### [EXERCISE DETAILS]
Could you give the data below again, exactly and completely?

[start of EXERCISE INPUT]

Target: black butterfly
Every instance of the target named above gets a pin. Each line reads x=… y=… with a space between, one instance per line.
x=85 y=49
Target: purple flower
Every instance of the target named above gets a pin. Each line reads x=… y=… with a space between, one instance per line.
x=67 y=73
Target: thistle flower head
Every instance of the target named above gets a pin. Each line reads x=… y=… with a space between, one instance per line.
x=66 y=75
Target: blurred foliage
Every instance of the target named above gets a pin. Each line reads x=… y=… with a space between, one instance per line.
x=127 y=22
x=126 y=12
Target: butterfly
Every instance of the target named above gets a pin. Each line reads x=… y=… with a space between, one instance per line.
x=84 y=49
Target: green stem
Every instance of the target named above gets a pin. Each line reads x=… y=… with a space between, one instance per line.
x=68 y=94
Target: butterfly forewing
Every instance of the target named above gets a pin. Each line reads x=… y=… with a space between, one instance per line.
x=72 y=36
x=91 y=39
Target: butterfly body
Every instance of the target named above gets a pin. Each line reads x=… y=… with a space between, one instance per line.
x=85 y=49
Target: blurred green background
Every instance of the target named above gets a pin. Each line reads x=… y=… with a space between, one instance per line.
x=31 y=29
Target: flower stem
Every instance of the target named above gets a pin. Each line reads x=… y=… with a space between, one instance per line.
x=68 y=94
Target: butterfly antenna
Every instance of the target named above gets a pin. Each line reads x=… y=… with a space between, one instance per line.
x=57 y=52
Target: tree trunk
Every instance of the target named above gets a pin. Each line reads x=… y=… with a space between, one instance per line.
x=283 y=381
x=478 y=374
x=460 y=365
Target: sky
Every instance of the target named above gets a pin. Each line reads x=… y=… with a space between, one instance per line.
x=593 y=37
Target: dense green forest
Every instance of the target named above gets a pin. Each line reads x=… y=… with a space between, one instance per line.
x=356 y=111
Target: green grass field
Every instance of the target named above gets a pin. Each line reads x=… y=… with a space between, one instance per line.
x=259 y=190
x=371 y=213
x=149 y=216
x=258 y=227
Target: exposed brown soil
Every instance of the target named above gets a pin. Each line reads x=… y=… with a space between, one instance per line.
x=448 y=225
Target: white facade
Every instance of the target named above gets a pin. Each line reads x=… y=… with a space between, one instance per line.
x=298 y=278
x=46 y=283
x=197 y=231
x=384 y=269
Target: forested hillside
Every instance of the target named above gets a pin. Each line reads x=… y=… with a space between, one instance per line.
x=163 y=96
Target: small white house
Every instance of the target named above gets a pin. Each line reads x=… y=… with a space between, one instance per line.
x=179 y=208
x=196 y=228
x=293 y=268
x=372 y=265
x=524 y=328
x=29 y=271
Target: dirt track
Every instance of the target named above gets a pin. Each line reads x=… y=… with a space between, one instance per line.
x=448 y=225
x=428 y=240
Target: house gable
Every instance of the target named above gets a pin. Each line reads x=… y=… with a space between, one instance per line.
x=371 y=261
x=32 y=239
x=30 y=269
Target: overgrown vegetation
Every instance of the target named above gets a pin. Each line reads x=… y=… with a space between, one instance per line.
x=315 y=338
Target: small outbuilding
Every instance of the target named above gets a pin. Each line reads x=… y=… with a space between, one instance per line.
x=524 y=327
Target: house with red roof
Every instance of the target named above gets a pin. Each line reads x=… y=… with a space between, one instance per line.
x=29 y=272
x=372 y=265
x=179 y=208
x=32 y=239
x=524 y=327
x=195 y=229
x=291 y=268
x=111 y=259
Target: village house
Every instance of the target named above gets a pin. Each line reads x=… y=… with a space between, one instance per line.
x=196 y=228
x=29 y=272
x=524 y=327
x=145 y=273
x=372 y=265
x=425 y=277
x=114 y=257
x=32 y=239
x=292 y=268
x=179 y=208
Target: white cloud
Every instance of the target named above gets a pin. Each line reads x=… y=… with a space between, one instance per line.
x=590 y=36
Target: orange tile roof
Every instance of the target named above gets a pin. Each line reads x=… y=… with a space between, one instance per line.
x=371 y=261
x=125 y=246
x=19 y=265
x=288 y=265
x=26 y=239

[end of EXERCISE INPUT]

### [COMPLETE RESPONSE]
Target: black butterfly
Every instance of the target named above gets a pin. Each line reads x=… y=… with a space between, one instance per line.
x=85 y=49
Target: purple flower
Every instance of the target named above gets a pin. Each line reads x=… y=… with a space between, one instance per line.
x=67 y=73
Target: thistle flower head
Every instance of the target named above gets a pin. Each line reads x=… y=… with a space between, one instance per line.
x=66 y=75
Target: blurred foliage
Every instance of the target named above gets a pin. Each line reads x=… y=… with a space between, one instance per line.
x=127 y=22
x=126 y=12
Target: butterfly
Every instance of the target named above gets a pin. Each line reads x=… y=… with a space between, one instance per line.
x=84 y=49
Target: green stem
Every instance of the target named above gets a pin. Each line reads x=… y=… with a space between, one instance per line.
x=68 y=94
Target: butterfly forewing
Every instance of the target named above gets a pin. Each line reads x=… y=… with a space between, one instance per line.
x=72 y=36
x=91 y=39
Target: butterfly body
Every instance of the target named above gets a pin. Each line reads x=… y=… with a space between, one instance per line.
x=85 y=49
Target: blurred green background
Every instance of the target named above gets a pin. Each line reads x=… y=… with a space between, one instance per line.
x=31 y=29
Target: flower stem
Every instance of the target named above gets a pin. Each line reads x=… y=… with a space between, one instance per line.
x=68 y=94
Target: butterfly antenna
Every instance of the target named above gets a pin. Each line reads x=… y=… with a space between, one instance per line.
x=57 y=52
Target: tree trunk
Every instance of the target named above gets a pin. Each line reads x=… y=… with a space between, one instance per line.
x=283 y=381
x=478 y=374
x=460 y=365
Target: sky
Every instance of the target named above gets a pin. Each line reads x=… y=… with a space between, one instance per line.
x=593 y=37
Target: dense green forest
Every instance of the target named above gets a pin. Each line reads x=… y=… with a space between, one instance per line.
x=356 y=111
Target: green grass field
Every instance of the target named above gets a pin. Each line reads x=… y=… with a space between, one instance per line.
x=259 y=190
x=371 y=213
x=149 y=216
x=258 y=227
Target: exposed brown soil
Every instance of the target named above gets a pin. Each line reads x=… y=… with a space between, one instance per line.
x=448 y=225
Target: white facade
Every instance of the target named above gets a pin. Each line reads x=… y=… with a space between, one instance per line.
x=298 y=278
x=46 y=283
x=197 y=231
x=384 y=269
Target: forested hillside
Every instance of the target named above gets a pin. Each line reads x=… y=… with a space between, one instance per line.
x=163 y=96
Target: small white house
Every instance of the target named above gets a pin. Each line reads x=… y=… with a space between, one instance per line.
x=179 y=208
x=196 y=228
x=293 y=268
x=372 y=265
x=524 y=328
x=29 y=271
Target: dirt track
Every instance of the target named above gets a pin. Each line reads x=… y=… with a space between, one instance per line.
x=448 y=225
x=428 y=240
Target: house gable
Every instance of the target named above gets a pin. Each line reads x=… y=… with a space between, one instance per line.
x=371 y=261
x=32 y=239
x=30 y=269
Target: overgrown vegetation
Every instance of the target named above gets a pin. Each line reads x=… y=… with a space between, one instance per line.
x=315 y=338
Target: small outbuilding
Every instance of the target named above gets a pin. Each line reads x=… y=… with a space between, one instance per line.
x=524 y=327
Target: house with red roof
Every instance of the target named above gets a pin. Each line reads x=… y=… with a space between, one instance per line.
x=29 y=272
x=372 y=265
x=179 y=208
x=32 y=239
x=524 y=327
x=195 y=229
x=291 y=268
x=111 y=259
Target: village house
Every instance of the target named above gets a pin. Each line reads x=… y=… with a space between, one instance per line.
x=196 y=228
x=29 y=272
x=524 y=327
x=145 y=273
x=372 y=265
x=425 y=277
x=114 y=257
x=32 y=239
x=292 y=268
x=179 y=208
Target: white cloud
Every instance of the target named above gets a pin. Each line reads x=… y=… with a space between, one instance per line.
x=590 y=36
Target: orange tile roof
Every instance of the target named above gets a pin. Each line reads x=… y=… with a space between, one instance per line.
x=371 y=261
x=125 y=246
x=19 y=265
x=288 y=265
x=26 y=239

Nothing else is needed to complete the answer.